Stated exercise. Copy the records below word for word, keeping every line unchanged and in the same order.
[begin Data for this exercise]
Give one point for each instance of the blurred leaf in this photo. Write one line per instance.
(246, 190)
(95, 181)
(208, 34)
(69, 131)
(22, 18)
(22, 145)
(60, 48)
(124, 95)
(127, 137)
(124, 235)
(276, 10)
[end Data for this exercise]
Solution to this exercise.
Give one point for each instance of the blurred leaf in this photo. Write one line per instance.
(246, 190)
(95, 181)
(208, 34)
(69, 131)
(22, 18)
(22, 145)
(60, 48)
(124, 95)
(127, 137)
(124, 235)
(276, 10)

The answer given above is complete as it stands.